*本文*.
採用担当者に「選ばれる」Webデザイナーのポートフォリオの作り方
こんにちは、川端康介です。(https://twitter.com/nanocolorkwbt)
集大成となるベストアルバムを作るつもりですか?
WEBデザイナーの就職や転職で重要なポートフォリオ。いろんな人が、いろんな視点から、色んなことを言うから「一体、どれが答えなの?」と困っている方が多いんじゃないでしょうか。
結論、「答え」はポートフォリオを受け取る相手が持っています。つまり応募した企業の採用担当者です。
人は相対的に比較し判断します。あなたは、競合(他デザイナー)と比較され、自社の採用基準に見合うかどうかを判断されます。つまり、あなたにとっての一番ではなく、相手にとっての一番にならなければ、選ばれることはないのです。

*提供資料*.
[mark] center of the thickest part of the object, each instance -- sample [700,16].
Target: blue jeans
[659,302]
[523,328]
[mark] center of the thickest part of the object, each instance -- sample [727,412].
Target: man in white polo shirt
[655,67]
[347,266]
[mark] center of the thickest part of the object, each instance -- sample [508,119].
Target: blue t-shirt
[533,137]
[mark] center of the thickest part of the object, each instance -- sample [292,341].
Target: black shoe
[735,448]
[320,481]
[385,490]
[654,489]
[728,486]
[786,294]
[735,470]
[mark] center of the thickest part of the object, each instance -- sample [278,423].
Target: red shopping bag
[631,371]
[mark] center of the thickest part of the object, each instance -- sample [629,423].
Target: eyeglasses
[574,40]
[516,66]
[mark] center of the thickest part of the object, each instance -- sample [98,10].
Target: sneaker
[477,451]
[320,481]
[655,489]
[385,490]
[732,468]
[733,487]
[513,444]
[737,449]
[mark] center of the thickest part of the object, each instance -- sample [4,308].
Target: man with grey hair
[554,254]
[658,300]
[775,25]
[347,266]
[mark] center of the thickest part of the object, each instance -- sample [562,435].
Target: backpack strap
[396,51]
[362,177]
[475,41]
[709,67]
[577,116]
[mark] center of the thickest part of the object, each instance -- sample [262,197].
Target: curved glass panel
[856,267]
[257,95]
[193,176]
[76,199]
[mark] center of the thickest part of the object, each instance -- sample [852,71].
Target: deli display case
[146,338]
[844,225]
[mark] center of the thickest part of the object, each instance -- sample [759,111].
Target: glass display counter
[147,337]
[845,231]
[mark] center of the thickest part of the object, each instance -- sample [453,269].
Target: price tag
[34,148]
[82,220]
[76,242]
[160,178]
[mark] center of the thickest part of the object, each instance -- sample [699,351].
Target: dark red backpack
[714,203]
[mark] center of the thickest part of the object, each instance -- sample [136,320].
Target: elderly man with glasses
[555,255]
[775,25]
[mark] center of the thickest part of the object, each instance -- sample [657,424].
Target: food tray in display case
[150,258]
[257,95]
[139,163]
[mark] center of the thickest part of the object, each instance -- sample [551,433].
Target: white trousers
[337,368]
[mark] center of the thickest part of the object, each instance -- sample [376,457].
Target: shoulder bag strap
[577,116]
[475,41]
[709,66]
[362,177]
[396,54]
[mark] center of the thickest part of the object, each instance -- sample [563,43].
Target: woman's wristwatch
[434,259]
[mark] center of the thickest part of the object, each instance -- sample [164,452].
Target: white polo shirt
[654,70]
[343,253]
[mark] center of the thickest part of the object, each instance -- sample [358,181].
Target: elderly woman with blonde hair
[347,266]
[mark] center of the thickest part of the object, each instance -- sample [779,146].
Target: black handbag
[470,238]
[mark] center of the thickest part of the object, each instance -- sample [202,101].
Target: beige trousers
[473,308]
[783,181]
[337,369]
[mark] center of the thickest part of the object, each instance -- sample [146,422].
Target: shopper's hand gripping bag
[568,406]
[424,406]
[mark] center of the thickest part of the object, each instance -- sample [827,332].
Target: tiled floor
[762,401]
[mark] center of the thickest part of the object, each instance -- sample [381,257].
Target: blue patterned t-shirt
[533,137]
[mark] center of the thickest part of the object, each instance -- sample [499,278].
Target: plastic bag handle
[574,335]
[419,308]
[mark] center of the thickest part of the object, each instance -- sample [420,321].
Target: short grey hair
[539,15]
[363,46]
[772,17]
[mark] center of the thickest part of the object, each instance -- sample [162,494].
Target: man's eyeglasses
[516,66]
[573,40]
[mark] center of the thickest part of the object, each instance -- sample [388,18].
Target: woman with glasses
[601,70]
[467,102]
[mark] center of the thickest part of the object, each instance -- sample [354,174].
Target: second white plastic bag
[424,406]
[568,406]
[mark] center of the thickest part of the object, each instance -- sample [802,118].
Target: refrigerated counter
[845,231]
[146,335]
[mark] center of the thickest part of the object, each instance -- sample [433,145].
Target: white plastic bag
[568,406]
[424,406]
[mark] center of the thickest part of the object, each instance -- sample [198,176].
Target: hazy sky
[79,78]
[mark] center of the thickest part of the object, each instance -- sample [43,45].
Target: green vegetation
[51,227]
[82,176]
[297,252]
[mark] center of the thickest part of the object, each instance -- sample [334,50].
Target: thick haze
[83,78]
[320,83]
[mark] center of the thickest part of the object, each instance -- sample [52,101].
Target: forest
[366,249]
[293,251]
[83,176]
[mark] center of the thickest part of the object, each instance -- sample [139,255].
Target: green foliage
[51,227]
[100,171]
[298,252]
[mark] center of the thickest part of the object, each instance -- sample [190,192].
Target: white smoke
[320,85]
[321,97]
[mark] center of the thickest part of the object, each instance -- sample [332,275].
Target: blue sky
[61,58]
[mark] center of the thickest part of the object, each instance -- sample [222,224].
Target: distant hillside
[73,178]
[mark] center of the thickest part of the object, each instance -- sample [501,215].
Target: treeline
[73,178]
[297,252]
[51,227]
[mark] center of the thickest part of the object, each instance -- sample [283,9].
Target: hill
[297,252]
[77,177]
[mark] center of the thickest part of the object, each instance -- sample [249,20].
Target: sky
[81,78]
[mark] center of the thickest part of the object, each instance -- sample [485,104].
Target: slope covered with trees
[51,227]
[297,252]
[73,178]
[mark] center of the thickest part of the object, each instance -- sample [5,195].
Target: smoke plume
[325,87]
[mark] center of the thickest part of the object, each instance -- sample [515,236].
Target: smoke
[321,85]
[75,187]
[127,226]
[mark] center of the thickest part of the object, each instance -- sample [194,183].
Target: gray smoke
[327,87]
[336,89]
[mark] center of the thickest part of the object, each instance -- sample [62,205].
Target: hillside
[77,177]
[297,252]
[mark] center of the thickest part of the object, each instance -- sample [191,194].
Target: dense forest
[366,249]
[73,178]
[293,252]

*課題 1*.
ポートフォリオの作り方についての本文をもとに、次の問いに答えてください。
(a) 就職や転職で重要だとされているものは何か。
(b) 「答え」を持っているのは誰だと述べられているか。
(c) あなたは誰と比較されると書かれているか。
*課題 2*. ポートフォリオの作り方についての本文を、最後の文の後から書き継いでください。

*解答 1*.
(a) ポートフォリオ
(b) ポートフォリオを受け取る相手、つまり応募した企業の採用担当者
(c) 競合(他デザイナー)

*解答 2*.
ポートフォリオは、自分の技術や知識や思考プロセスを、相手が価値となるものに変換して、ただしく伝え届け、競合(ライバルデザイナー)ではなく自分が選ばれる(就職や受注)、という目的を果たすツールと考えれば、いわゆるマーケティングという側面が多分に含まれます。それはまさしく自分をデザインする、といっても過言じゃないと思います。
今、まさに転職を考えているデザイナーの方にとって、このnoteが参考になれば幸いです。
相手視点に変換する10ポイント
1.自信のある一押し作品を載せる
→ 相手企業の事業内容に合わせた実績を載せる
自信のあるイチオシ作品を載せたい気持ちもあるでしょうが、採用側としては自社特性と親和性の高い実績を見たいのが本音です。クオリティは高いかもしれないがウチではないな…と思わせてしまう実績ではなく、採用側があなたを採用することがメリットと感じられる実績を中心に掲載しましょう。
そのために応募する企業の制作事例やどの業界に強いのか、何を大切にしているかをリサーチすることが必須です。相手を知ることからまず始めましょう。これに尽きます。
2.掲載数は〇〇個前後
→数ではなく、企業の領域に合わせる。
ある程度掲載数を絞る理由に、採用担当者は忙しいので全部見ないという声を聞きます。が、僕が思うにそれは採用担当者の怠慢です。
採用は、関わる人の人生にも企業の未来にとっても重要なことです。だからこそ全てを確認した上で、全部合う/おおよそ合う/部分的に合う/全部合わないと総合的に判断し優先度をつけ選考します。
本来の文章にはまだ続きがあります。